■ **WRITTEN REQUEST**
Express the lines below, from the one containing "For the benchmark, drop one pin per instance of the leaf" through the one containing "Query: leaf cluster" (both included), as a JSON list of strings with one string per line and no blank lines.

■ **DATASET ENTRIES**
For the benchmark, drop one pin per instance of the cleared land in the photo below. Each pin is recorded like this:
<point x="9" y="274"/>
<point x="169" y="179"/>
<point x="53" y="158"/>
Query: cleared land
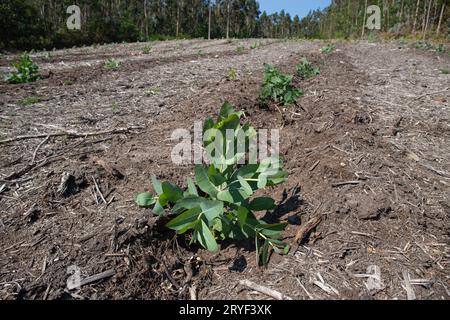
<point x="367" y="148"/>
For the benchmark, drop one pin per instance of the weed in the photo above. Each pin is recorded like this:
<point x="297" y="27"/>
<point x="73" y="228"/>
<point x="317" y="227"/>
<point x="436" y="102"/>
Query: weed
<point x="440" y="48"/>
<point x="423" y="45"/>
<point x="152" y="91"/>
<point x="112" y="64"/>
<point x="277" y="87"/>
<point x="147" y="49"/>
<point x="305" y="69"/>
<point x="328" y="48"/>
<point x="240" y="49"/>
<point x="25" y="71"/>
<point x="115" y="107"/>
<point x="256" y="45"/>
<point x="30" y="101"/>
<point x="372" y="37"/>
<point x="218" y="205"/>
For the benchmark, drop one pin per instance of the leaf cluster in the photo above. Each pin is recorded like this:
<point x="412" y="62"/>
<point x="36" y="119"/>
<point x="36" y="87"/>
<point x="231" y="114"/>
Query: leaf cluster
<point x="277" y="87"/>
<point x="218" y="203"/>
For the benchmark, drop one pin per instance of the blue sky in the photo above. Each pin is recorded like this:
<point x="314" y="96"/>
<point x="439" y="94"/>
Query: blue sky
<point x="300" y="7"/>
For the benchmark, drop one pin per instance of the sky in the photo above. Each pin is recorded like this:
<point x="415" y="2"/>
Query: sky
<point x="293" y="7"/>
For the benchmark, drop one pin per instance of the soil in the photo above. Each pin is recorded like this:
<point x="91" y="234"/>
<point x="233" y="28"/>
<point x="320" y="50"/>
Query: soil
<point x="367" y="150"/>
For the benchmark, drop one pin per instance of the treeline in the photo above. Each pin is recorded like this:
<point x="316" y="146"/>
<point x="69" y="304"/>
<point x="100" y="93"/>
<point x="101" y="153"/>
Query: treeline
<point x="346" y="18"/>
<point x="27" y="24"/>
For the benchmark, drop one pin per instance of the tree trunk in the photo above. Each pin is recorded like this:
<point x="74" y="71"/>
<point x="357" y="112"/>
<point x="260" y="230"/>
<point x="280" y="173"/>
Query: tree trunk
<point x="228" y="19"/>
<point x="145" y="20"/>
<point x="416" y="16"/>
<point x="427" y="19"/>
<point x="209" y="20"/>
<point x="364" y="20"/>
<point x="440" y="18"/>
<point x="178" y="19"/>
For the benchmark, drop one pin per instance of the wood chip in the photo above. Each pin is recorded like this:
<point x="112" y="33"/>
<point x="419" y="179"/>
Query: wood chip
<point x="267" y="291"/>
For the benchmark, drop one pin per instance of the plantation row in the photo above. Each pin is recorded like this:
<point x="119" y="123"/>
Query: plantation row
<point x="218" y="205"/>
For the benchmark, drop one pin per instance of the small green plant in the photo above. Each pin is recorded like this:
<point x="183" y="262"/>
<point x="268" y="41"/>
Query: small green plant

---

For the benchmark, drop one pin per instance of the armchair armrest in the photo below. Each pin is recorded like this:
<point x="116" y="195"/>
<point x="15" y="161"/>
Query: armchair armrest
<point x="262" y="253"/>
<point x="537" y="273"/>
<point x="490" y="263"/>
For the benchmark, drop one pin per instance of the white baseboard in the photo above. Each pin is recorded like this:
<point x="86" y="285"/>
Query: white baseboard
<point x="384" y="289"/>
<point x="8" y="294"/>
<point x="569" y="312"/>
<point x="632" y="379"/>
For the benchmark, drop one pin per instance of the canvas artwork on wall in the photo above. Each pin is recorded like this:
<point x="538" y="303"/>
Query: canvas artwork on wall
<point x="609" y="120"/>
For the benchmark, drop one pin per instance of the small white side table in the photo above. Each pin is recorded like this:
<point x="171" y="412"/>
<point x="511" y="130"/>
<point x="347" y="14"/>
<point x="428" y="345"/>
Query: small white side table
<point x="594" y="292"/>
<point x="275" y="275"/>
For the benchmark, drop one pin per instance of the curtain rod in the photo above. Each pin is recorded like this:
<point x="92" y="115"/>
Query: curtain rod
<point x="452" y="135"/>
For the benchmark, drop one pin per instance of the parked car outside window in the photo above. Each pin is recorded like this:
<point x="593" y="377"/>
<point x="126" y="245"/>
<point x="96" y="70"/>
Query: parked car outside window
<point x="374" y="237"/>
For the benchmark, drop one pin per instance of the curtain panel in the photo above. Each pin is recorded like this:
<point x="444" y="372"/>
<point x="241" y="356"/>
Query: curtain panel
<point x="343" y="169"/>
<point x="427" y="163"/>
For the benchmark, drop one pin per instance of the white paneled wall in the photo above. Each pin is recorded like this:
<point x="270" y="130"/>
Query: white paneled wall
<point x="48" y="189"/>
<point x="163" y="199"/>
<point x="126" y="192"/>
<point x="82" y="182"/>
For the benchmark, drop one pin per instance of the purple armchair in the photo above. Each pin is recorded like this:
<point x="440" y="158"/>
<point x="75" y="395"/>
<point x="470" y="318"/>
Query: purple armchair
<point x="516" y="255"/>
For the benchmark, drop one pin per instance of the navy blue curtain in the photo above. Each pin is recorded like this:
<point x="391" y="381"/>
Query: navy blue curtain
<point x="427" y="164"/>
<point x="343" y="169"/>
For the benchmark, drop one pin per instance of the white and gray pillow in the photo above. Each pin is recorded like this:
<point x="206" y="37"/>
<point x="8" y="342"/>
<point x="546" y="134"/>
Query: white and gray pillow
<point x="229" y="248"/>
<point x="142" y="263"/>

■ **ANSWER IN FULL**
[
  "For the benchmark, drop one pin per instance of the leaf cluster in the photo above. Each pin is recorded like this:",
  "<point x=\"412\" y=\"62\"/>",
  "<point x=\"36\" y=\"119\"/>",
  "<point x=\"36\" y=\"87\"/>",
  "<point x=\"231\" y=\"114\"/>",
  "Query: leaf cluster"
]